◆ WHAT IS BEING ASKED ◆
Pictures in the records below are skipped; the rest is copied exactly.

[Data excerpts]
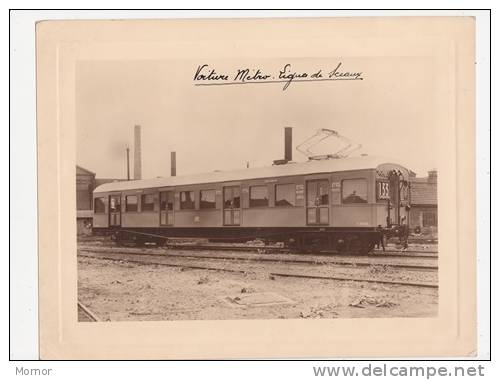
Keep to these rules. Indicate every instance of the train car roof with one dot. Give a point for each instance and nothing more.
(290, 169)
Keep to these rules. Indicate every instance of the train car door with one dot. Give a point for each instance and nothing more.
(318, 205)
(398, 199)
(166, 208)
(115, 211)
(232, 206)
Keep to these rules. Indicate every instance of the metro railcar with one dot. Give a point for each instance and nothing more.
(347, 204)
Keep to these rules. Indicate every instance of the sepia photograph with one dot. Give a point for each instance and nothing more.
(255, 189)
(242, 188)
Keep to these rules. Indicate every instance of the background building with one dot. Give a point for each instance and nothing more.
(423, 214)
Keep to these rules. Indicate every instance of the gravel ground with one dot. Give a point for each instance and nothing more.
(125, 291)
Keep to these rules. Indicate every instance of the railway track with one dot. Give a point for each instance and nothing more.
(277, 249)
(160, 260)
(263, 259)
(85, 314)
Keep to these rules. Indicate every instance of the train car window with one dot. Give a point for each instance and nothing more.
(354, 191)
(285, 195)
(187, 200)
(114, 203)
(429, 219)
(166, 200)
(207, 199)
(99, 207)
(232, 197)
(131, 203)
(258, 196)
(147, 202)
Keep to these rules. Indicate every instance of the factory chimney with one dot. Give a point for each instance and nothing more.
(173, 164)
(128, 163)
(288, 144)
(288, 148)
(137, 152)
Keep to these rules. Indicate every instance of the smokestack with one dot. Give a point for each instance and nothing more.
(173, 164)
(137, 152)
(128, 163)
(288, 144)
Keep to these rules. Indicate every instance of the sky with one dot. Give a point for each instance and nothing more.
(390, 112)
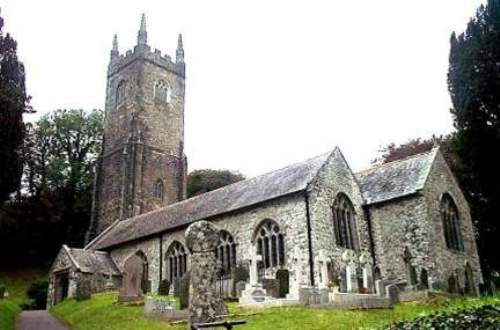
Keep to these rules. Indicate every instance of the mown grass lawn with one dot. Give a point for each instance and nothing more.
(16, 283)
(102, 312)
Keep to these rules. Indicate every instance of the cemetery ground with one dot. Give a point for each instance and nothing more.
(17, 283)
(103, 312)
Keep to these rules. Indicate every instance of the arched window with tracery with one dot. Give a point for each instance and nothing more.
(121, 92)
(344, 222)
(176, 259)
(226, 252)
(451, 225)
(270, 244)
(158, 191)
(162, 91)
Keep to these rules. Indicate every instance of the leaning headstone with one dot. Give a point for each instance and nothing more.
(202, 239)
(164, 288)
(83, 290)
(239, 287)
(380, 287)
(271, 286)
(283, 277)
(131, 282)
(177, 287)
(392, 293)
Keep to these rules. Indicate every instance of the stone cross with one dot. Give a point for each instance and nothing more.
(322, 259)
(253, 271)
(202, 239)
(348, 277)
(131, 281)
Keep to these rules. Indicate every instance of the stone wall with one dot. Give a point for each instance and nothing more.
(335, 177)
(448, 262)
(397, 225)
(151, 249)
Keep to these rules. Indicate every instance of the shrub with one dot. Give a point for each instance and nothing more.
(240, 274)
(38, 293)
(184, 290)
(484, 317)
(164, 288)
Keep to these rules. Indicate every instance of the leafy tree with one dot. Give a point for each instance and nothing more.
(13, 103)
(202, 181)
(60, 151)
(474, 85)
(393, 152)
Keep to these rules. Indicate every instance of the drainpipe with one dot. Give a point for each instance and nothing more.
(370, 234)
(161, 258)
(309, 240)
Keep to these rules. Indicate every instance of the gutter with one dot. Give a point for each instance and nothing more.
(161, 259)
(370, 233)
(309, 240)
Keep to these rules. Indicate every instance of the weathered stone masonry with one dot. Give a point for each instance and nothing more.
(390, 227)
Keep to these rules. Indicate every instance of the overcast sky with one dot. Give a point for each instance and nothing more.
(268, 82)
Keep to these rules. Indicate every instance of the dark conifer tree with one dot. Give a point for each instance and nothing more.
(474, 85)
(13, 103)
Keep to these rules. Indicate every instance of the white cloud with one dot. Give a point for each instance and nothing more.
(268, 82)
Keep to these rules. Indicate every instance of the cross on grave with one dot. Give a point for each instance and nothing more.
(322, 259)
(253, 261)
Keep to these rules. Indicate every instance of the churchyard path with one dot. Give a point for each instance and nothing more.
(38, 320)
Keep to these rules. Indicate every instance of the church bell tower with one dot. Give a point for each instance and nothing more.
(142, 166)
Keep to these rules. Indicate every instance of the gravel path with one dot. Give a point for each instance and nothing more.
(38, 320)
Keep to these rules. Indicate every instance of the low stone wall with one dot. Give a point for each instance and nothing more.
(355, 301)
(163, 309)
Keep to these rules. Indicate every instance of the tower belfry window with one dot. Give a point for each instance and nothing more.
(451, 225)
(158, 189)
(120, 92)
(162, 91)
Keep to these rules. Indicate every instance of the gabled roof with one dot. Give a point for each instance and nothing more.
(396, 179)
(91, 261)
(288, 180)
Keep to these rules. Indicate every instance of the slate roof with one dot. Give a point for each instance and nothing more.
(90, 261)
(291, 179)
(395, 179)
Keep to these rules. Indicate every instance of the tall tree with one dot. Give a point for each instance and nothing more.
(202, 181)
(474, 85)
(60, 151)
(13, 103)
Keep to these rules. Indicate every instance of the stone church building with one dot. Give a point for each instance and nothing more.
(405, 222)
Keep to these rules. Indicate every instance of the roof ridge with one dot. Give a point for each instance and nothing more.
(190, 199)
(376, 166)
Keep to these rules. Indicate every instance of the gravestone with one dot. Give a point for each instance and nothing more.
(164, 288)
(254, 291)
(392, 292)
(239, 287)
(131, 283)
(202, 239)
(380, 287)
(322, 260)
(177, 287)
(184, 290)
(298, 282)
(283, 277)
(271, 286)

◆ ANSWER TO THE EXERCISE ◆
Keep to these rules. Indicate every instance of the train car roof with one dot. Give a point for each instance and nothing more.
(290, 169)
Keep to these rules. Indicate every instance of the train car door with one dot. Give a point for each instance and nothing more.
(318, 205)
(398, 199)
(166, 208)
(115, 211)
(232, 206)
Keep to these rules. Indicate every instance of the metro railcar with one dot. Give a point for each instance and nothing more.
(347, 204)
Keep to these rules. Indicate every instance of the sepia photograph with one dot. Give a point for each instance and nothing more.
(255, 189)
(242, 188)
Keep to these rules. Indicate every instance of the background building with one dot. Give a point for each instance and nothing more.
(423, 214)
Keep to these rules. Indicate every instance of the gravel ground with one dot. Give a point for each instance and nothing more.
(125, 291)
Keep to these rules. Indicate every instance of the railway track with one dot. Give a point for each instance and nothing more.
(277, 249)
(160, 260)
(263, 259)
(85, 314)
Keep to these rules. Indicate every instance of the train car window with one dot. Give a point for each instance and nothing more.
(354, 191)
(285, 195)
(187, 200)
(114, 203)
(429, 219)
(166, 200)
(207, 199)
(99, 207)
(232, 197)
(131, 203)
(258, 196)
(147, 202)
Keep to these rules. Indicate every instance of the factory chimney with one dot. Give a point for each instance and nothing more.
(173, 164)
(128, 163)
(288, 144)
(288, 148)
(137, 152)
Keep to these rules. Indicate every instance of the smokestack with one dot. Give a point for each instance and nothing more.
(173, 164)
(137, 152)
(128, 163)
(288, 144)
Keep to these rules. Indicate every instance of the sky with one dot. Give a point for each instance and nothing more.
(390, 112)
Keep to these rules. Indicate every instance of the mown grass lawn with one dot. Give a point for each instance and nothing more.
(16, 283)
(102, 312)
Keep to these rules. Indicate every instance of the cemetery ground with one dot. Give a point for each instance and nothing more.
(17, 283)
(103, 312)
Keep to these rules. Indicate every instance of the arched window with tracery with one dot. Give a point for each instance and nothing more.
(121, 92)
(344, 222)
(176, 259)
(226, 252)
(451, 225)
(270, 244)
(158, 191)
(162, 91)
Keep to these rules. Indicate every instance of the leaning headstone with one dot. Give a point for each instance and nothing more.
(202, 239)
(164, 288)
(83, 290)
(239, 287)
(380, 287)
(271, 286)
(283, 277)
(131, 282)
(177, 287)
(392, 293)
Keep to these rules. Indicate every instance of the stone cross with one dot. Give a point for each instance and nothing more.
(322, 259)
(253, 271)
(202, 239)
(348, 277)
(131, 281)
Keep to these rules. Indicate every instance of the stone wall with one dot. Give a point for each instance and nothing more.
(335, 177)
(448, 262)
(397, 225)
(151, 249)
Keep to these rules. Indicate every instance of the shrub with one dot. Give a point for each instance and nothing more.
(240, 274)
(38, 293)
(184, 290)
(484, 317)
(164, 288)
Keep to these rules. Indicate every instance of the leafy tree with one dot. Give a point for each instance and nothing more.
(13, 103)
(202, 181)
(60, 151)
(474, 85)
(393, 152)
Keep to these rules. Indicate every instance of the drainpipe with one dot. Give a point for each instance and nothing more.
(370, 234)
(161, 258)
(309, 240)
Keep to these rules. Indicate every instance of the gutter with one dot. Give a point for each instance and nothing more.
(161, 259)
(370, 233)
(309, 240)
Keep to these rules. Indicate every instance of the weathered stone masonry with one dot. Give a point for each instance and nothing more.
(390, 227)
Keep to these rules. Indicate every instance of the overcast sky with one dot. Give a point for each instance and nothing more.
(268, 82)
Keep to these rules. Indicate every instance of the dark conifer tree with one dot. Give a point for each instance and nothing more.
(474, 85)
(13, 103)
Keep to these rules. Indicate every instance of the white cloud with one dot. Give a point for each instance and nothing more.
(268, 82)
Keep to these rules. Indicate every instance of the cross on grave with one dot. Give a point for each instance and nothing more.
(322, 259)
(253, 261)
Keep to these rules. Indicate every instance of the churchyard path with one dot. Give a point for each instance and nothing more.
(38, 320)
Keep to these rules. Indicate every instance of the church bell tower with one dot. Give a point for each instance and nothing more.
(142, 166)
Keep to these rules. Indicate every instance of the gravel path with one dot. Give a point for each instance and nothing more.
(38, 320)
Keep to these rules. Indicate every instance of the low stone wall with one dot. Give a point for each instance and nothing more.
(355, 301)
(163, 309)
Keep to these rules. Indicate every instance of the tower belfry window with one dot. Give a point for each instance and nothing more.
(451, 225)
(158, 189)
(120, 92)
(162, 91)
Keep to these rules. Indicate every instance of the gabled roof with one dot. Give a point for each instance and nothing more.
(396, 179)
(91, 261)
(288, 180)
Keep to these rules. Indicate every instance of the slate roof with one dot. Give a point for each instance and nothing more.
(90, 261)
(291, 179)
(395, 179)
Keep to these rules. Indicate every instance of the tall tree with one dot. Give a point for each instance and nothing more.
(202, 181)
(474, 85)
(60, 151)
(13, 103)
Keep to these rules. Indicate every instance of the stone church building with one dot. Give a point for each instance and nothing more.
(405, 222)
Keep to these rules. Indicate every instance of the roof ridge with one dot. Give a point for each instance and nothing more.
(190, 199)
(376, 166)
Keep to these rules. Indicate every instance of the gravestone with one dot. Give a point for each instance and nothing more.
(164, 288)
(254, 291)
(392, 292)
(239, 287)
(131, 283)
(202, 239)
(380, 287)
(322, 260)
(177, 287)
(184, 290)
(298, 282)
(283, 277)
(271, 286)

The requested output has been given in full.